## PASSAGE SHOWN
--------------------------------

Actually, I've had a blast speaking with a number of you, and I've really enjoyed your input and ideas. With that -- and as we get closer to launch, here's some more specific information...
- You might begin writing your first article now. Based on a few conversations I've had with others, I think it a great idea to start with something having to do with your background in hockey. I'm not talking about a resume, but instead a story about something you recall from your earliest involvement in the sport. One dad initiated this line of thinking with a story about his son's unique involvement with a team last season, another guy is thinking about the cultural changes he experienced moving from Canadian youth hockey to the very different West Coast scene, and I can envision a hockey mom telling how her youngster initially got involved in the game. In a way, then, I think the best approach -- at least for the first article -- would be as a "human interest" story, and something other readers in your state might identify with.
- If I haven't made it clear already, this new venture is going to focus on "amateur youth hockey", or what's happening in your state at the grassroots level. More specifically, we'll stick with beginners (the clinic kids) and go up through age 16 (Midgets). We'll stay clear of pro hockey, except when a pro team impacts on the local kids (many pro teams do get involved in their communities with some very newsworthy activities or events). And, for the time being, we'll not cover the oldest teens -- as in high school hockey, Juniors or U18 and U20 teams.

--------------------------------

## WHAT THE EXERCISE ASKS
Decide whether each statement agrees with the passage about the youth hockey venture, and answer yes or no with the passage's deciding words quoted exactly: (a) The venture will cover high school hockey. (b) The suggested first article is a resume of the writer's hockey background. (c) Coverage runs from beginners up through age 16. These records come from a different source than the text.

Collected data:
--------------------------------

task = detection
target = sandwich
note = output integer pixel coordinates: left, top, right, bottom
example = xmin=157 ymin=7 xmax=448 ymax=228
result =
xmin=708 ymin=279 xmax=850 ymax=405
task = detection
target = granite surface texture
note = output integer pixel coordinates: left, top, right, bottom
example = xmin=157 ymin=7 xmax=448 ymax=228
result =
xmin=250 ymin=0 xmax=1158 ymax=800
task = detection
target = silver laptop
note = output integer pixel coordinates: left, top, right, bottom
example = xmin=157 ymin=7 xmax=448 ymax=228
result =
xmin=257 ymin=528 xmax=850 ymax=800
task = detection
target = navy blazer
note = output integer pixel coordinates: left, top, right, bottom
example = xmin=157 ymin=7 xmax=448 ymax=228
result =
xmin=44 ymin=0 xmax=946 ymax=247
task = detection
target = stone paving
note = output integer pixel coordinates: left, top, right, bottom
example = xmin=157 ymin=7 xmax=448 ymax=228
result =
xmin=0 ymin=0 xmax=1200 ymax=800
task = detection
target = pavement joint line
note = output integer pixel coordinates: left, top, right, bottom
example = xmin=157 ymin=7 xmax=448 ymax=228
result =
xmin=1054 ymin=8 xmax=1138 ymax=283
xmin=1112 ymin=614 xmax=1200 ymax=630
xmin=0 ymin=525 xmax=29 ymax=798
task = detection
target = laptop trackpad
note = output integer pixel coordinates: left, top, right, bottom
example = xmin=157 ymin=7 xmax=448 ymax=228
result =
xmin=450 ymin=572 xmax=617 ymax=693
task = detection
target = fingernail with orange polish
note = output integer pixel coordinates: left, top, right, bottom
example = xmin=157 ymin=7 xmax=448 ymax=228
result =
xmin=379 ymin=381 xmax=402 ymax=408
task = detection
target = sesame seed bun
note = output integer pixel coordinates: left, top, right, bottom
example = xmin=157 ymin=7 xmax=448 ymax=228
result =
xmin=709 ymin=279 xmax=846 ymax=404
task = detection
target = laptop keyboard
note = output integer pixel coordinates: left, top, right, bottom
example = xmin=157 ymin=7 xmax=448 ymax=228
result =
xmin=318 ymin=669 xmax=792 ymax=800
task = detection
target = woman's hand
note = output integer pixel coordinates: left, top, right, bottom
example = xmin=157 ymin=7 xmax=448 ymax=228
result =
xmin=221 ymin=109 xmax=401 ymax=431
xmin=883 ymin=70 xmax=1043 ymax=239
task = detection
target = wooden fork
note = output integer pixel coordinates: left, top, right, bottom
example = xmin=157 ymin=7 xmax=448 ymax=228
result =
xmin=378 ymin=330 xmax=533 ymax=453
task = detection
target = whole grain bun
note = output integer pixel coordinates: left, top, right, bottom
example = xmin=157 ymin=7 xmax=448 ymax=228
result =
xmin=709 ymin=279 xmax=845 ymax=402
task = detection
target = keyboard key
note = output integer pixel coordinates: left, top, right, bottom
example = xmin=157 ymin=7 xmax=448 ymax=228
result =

--------------------------------

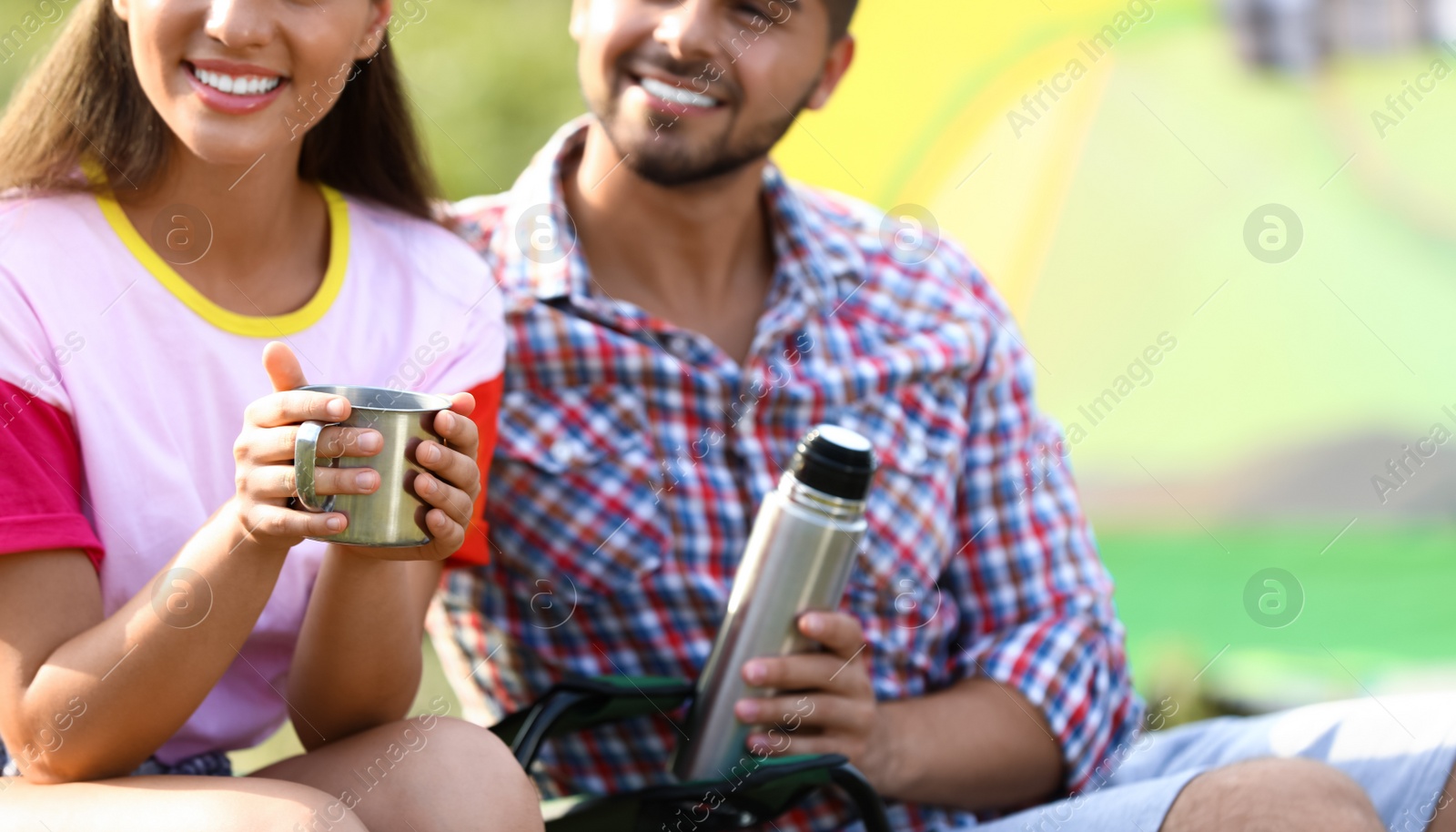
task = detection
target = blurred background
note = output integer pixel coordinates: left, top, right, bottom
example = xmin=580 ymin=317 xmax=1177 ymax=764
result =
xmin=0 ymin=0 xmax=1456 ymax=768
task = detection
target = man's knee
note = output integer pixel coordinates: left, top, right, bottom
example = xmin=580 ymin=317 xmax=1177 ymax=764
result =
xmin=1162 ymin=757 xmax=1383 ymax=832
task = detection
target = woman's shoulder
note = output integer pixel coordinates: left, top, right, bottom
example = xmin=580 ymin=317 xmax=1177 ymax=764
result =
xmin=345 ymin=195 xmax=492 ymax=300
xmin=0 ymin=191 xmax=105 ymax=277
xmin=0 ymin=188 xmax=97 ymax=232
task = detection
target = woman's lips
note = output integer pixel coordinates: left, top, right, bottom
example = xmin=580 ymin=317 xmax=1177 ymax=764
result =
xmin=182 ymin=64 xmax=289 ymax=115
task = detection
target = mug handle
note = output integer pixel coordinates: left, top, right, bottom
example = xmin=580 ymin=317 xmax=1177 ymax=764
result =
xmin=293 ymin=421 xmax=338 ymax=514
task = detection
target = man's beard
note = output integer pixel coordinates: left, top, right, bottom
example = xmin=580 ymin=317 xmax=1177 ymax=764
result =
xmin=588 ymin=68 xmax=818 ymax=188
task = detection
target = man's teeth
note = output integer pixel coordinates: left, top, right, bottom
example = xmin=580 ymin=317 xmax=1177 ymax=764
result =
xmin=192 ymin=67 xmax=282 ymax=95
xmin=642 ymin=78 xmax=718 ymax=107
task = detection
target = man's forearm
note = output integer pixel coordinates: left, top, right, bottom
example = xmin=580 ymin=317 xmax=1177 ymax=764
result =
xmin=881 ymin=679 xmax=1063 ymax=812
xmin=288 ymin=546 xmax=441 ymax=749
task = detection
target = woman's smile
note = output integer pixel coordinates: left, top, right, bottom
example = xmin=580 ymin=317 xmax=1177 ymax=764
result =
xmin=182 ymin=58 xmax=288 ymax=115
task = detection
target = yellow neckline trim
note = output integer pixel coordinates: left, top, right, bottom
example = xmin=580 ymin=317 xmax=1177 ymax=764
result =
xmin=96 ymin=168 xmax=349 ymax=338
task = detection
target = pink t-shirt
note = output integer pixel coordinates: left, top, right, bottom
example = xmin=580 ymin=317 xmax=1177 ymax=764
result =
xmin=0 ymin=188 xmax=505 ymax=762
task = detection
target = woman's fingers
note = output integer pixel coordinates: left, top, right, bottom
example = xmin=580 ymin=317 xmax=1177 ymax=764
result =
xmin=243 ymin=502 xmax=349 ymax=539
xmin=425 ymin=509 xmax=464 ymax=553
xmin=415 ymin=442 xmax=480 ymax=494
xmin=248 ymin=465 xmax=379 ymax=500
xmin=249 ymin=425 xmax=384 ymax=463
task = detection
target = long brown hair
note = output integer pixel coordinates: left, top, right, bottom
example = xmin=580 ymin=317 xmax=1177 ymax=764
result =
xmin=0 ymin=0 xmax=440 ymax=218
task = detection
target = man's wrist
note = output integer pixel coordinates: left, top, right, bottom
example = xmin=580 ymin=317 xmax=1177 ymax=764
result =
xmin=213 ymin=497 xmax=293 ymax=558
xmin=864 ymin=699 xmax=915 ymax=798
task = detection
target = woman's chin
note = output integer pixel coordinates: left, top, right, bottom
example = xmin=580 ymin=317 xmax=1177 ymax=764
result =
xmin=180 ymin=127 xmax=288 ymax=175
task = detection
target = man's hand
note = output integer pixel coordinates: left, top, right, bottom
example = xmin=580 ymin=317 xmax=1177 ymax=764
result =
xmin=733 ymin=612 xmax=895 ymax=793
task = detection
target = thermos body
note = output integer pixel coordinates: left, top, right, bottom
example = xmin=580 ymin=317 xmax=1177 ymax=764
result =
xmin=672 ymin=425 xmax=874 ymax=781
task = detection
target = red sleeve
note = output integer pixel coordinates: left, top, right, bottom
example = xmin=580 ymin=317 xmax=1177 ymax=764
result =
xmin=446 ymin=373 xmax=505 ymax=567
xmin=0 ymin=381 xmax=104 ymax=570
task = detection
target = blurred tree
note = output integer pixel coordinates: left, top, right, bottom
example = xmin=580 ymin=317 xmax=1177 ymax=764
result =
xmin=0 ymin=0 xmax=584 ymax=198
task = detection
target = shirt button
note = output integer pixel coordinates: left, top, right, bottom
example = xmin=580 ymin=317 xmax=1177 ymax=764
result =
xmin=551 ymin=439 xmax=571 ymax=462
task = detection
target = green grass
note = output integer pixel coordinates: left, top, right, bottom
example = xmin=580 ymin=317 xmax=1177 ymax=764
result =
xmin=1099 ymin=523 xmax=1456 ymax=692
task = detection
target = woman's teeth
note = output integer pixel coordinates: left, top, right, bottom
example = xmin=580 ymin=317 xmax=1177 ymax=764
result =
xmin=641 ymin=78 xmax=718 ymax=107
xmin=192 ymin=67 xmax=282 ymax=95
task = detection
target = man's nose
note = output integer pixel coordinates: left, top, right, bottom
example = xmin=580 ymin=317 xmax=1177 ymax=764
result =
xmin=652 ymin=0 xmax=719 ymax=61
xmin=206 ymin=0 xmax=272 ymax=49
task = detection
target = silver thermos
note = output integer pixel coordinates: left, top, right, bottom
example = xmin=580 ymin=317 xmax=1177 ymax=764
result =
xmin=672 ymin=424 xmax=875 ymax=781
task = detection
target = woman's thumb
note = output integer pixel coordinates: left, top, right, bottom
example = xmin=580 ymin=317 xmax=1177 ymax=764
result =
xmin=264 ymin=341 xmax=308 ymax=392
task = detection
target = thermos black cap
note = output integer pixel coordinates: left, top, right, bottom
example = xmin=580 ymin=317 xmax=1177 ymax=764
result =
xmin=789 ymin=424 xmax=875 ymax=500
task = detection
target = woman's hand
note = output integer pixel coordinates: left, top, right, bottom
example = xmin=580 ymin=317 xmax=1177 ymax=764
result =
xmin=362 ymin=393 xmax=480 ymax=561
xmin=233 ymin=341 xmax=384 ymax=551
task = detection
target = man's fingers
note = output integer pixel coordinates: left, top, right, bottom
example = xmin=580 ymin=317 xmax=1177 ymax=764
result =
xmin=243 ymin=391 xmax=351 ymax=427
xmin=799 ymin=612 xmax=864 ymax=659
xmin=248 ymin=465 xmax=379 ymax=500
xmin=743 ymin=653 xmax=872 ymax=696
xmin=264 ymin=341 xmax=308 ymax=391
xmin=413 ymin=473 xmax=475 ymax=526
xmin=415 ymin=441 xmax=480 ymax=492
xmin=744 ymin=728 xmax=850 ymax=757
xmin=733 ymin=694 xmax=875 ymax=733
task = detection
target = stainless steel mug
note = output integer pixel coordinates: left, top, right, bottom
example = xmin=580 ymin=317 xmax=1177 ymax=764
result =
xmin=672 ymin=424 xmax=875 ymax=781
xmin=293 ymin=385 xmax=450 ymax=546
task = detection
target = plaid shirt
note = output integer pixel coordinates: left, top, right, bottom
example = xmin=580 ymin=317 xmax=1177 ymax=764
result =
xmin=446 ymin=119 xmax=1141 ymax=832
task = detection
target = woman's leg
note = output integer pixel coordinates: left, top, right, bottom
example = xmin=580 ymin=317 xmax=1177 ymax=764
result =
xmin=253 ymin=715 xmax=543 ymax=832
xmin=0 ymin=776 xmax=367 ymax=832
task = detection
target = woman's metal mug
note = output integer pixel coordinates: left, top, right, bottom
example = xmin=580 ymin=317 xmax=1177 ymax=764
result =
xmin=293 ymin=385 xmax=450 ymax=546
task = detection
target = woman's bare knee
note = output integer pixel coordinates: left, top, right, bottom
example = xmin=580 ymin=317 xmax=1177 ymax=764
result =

--------------------------------

## RESPONSE
(a) No: "for the time being, we'll not cover the oldest teens -- as in high school hockey, Juniors or U18 and U20 teams."
(b) No: "I'm not talking about a resume, but instead a story about something you recall from your earliest involvement in the sport."
(c) Yes: "we'll stick with beginners (the clinic kids) and go up through age 16 (Midgets)."